____ EXERCISE INPUT
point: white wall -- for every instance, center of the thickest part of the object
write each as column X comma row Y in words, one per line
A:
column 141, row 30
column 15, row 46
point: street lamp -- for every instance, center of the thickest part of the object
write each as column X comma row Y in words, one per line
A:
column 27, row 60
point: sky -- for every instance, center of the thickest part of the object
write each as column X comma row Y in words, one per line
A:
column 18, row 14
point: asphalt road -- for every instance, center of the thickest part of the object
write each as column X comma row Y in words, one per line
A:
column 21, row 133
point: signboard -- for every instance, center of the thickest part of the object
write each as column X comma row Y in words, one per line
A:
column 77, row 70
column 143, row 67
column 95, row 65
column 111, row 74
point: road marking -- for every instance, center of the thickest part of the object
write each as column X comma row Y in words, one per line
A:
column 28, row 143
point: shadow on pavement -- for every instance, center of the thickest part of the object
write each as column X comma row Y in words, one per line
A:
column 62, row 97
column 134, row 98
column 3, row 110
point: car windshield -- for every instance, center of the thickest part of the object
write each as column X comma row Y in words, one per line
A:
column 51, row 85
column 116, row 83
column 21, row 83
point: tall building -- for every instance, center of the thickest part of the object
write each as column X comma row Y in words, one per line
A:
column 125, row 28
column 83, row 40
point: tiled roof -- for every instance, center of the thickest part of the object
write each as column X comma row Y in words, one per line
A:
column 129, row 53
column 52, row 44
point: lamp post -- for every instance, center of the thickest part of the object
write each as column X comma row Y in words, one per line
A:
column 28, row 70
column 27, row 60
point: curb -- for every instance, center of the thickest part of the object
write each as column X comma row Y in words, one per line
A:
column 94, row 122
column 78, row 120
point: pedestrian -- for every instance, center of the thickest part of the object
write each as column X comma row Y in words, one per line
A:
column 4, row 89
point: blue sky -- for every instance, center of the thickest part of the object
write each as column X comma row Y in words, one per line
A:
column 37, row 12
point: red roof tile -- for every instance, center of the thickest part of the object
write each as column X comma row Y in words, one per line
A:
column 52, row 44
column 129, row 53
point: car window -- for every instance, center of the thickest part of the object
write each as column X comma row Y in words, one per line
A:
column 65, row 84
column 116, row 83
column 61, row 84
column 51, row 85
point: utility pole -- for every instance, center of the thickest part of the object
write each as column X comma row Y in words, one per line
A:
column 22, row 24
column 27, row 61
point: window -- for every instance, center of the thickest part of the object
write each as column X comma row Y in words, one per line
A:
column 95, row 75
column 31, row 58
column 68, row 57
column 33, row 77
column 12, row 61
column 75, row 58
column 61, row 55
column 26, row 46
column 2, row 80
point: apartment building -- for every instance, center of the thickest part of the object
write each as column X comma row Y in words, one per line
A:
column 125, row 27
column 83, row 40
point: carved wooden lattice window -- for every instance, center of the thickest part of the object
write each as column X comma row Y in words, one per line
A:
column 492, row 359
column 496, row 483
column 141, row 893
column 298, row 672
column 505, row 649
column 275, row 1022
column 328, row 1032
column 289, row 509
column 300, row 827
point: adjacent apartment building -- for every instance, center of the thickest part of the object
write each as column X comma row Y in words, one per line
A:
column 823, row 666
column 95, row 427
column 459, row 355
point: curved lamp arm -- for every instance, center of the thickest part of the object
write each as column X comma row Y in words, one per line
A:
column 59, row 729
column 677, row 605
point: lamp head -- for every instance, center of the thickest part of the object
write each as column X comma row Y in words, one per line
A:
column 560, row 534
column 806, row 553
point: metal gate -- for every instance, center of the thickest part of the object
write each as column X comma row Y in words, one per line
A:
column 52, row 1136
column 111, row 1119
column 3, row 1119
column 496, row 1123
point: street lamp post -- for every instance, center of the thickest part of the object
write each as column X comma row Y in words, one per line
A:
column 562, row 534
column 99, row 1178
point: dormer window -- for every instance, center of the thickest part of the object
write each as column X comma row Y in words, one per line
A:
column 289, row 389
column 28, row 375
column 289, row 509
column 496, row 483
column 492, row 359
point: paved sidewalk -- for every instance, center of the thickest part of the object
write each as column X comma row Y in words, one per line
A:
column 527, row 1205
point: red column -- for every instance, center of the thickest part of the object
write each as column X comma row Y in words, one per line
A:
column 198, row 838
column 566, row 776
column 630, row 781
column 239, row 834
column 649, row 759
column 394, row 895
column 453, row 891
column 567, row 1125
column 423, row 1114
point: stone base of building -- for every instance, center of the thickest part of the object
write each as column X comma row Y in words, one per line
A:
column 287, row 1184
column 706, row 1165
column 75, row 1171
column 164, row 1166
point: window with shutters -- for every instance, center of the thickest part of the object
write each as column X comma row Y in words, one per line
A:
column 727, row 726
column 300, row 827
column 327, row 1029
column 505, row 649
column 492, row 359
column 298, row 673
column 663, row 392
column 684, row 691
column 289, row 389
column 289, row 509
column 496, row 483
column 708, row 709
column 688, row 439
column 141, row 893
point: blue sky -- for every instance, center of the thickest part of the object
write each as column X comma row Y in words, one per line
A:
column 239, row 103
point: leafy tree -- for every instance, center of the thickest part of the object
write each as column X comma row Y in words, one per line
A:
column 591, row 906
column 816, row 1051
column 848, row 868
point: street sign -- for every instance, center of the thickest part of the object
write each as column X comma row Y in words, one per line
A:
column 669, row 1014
________
- EXERCISE AIM: Rewrite all of the items above, replacing "thickest part" with "widest part" and leaving everything else unchanged.

- EXERCISE SOLUTION:
point: white wall -- for every instance, center of the widest part of the object
write each as column X comma row Y in words, one per line
A:
column 141, row 30
column 15, row 46
point: street lamp -- for every instance, center of the widest part of the object
write each as column X comma row Y in words, one per line
A:
column 27, row 60
point: sky -- for every instance, center of the widest part of the object
write each as column X comma row Y in words, one per line
A:
column 18, row 14
point: asphalt road -- for every instance, center of the widest part of the object
write each as column X comma row Y in words, one per line
A:
column 21, row 133
point: signboard -- for every instance, center of the widest part of the object
write each as column X comma row Y in words, one per line
A:
column 77, row 70
column 143, row 67
column 95, row 65
column 111, row 74
point: road marking -- for every instance, center of the widest part of the object
write each as column X comma row Y in words, one per line
A:
column 28, row 143
point: shadow on pavement -- for every instance, center of the widest part of the object
write each as column X comma row Y in words, one per line
A:
column 62, row 97
column 134, row 98
column 3, row 110
point: car windshield -- for every instance, center of the widest part of the object
write each as column X comma row Y in words, one per line
A:
column 51, row 85
column 116, row 83
column 21, row 83
point: tall building -- for every instance, center of the widest part of the object
write each as column X comma row Y in words, one per line
A:
column 125, row 28
column 83, row 40
point: tiled roof -- for every instance, center of the widest part of the object
write each as column X comma row Y in words, one per line
A:
column 129, row 53
column 52, row 44
point: lamp post -- for every instance, center of the widest part of the object
write each as column X comma row Y in words, one per line
A:
column 28, row 70
column 27, row 60
point: curb -- for every instance, center of the widest part of the object
write each as column X comma row Y in words, one per line
A:
column 94, row 122
column 78, row 120
point: pedestrian -- for every instance, center of the widest part of the object
write each as column X comma row Y in words, one per line
A:
column 4, row 89
point: blue sky -- for every instance, center of the widest part of the object
write each as column X comma row Y in words, one per line
A:
column 37, row 12
point: red roof tile -- for every instance, center of the widest part of the object
write each as column X comma row Y in words, one per line
A:
column 52, row 44
column 129, row 53
point: car window -- for every instance, center of the widest part of the object
write each as column X comma row Y in words, one per line
A:
column 65, row 84
column 116, row 83
column 61, row 84
column 51, row 85
point: utility pole -- for every instance, center of the widest part of the object
write each as column X comma row Y in words, one per line
A:
column 22, row 24
column 27, row 61
point: window -- for every instance, center of the widest part of the object
write each as column X comma row Y in words, one per line
A:
column 95, row 75
column 31, row 58
column 68, row 57
column 33, row 77
column 12, row 61
column 75, row 58
column 61, row 55
column 26, row 46
column 2, row 80
point: apartment building -- for every instance, center of the widest part of the object
write each as column X comma row Y in words, one per line
A:
column 125, row 27
column 83, row 40
point: carved wooden lattice window -- for every instance, center of the widest part of the object
write each as column X comma row Y in words, one per line
A:
column 492, row 359
column 496, row 483
column 141, row 893
column 298, row 672
column 505, row 649
column 275, row 1022
column 328, row 1032
column 289, row 509
column 300, row 827
point: adjacent apartment building -- for every instance, center of the widest part of the object
write each as column X comma row Y in words, one per line
A:
column 823, row 666
column 95, row 427
column 459, row 355
point: curved lamp arm -- for every instance, center of the widest part of the object
write each as column X comma row Y in words, one per line
A:
column 59, row 729
column 677, row 605
point: lamp head -- for every instance, center of the widest part of the object
write each as column X comma row Y in words, one per line
A:
column 560, row 534
column 806, row 553
point: metal gate -- for every instance, center of the widest part of the object
write each as column X comma row Y in words, one per line
A:
column 52, row 1136
column 111, row 1119
column 3, row 1119
column 496, row 1123
point: street lamp post -- for every instance, center of the widest part of the object
write each as column X comma row Y in words, one per line
A:
column 562, row 534
column 99, row 1178
point: dormer window -- for every instance, center of the widest part of the object
write each as column X comma row Y in words, one per line
A:
column 289, row 389
column 28, row 375
column 289, row 509
column 496, row 483
column 492, row 359
point: paved sidewalk -- for every instance, center of the widest part of the object
write each as column X comma row Y in words, one per line
A:
column 527, row 1205
point: red column -- for every instance, center of the widest part of the object
write each as column X comma row Y in words, one per line
A:
column 198, row 838
column 566, row 776
column 630, row 781
column 239, row 834
column 649, row 759
column 394, row 895
column 453, row 891
column 567, row 1125
column 423, row 1114
point: stone base of building -- for every instance, center of the widest part of the object
write each as column X comma row Y in words, one per line
A:
column 287, row 1184
column 706, row 1165
column 75, row 1171
column 164, row 1166
point: window with shutters -- for every instance, center of the widest part of the object
write each as column X comma row Y in words, one per line
A:
column 727, row 726
column 300, row 827
column 327, row 1029
column 505, row 649
column 492, row 359
column 298, row 673
column 663, row 392
column 684, row 691
column 289, row 389
column 289, row 509
column 496, row 483
column 708, row 709
column 688, row 439
column 141, row 893
point: blue sky -- for every instance, center of the widest part of the object
write each as column X comma row Y in words, one per line
A:
column 239, row 103
point: leafy tree -- for every instance, center of the widest part of the object
write each as column X comma row Y in words, one per line
A:
column 591, row 906
column 816, row 1051
column 848, row 868
point: street sign -- for every instance, center of the widest part of the object
write each as column X comma row Y in words, one per line
A:
column 669, row 1014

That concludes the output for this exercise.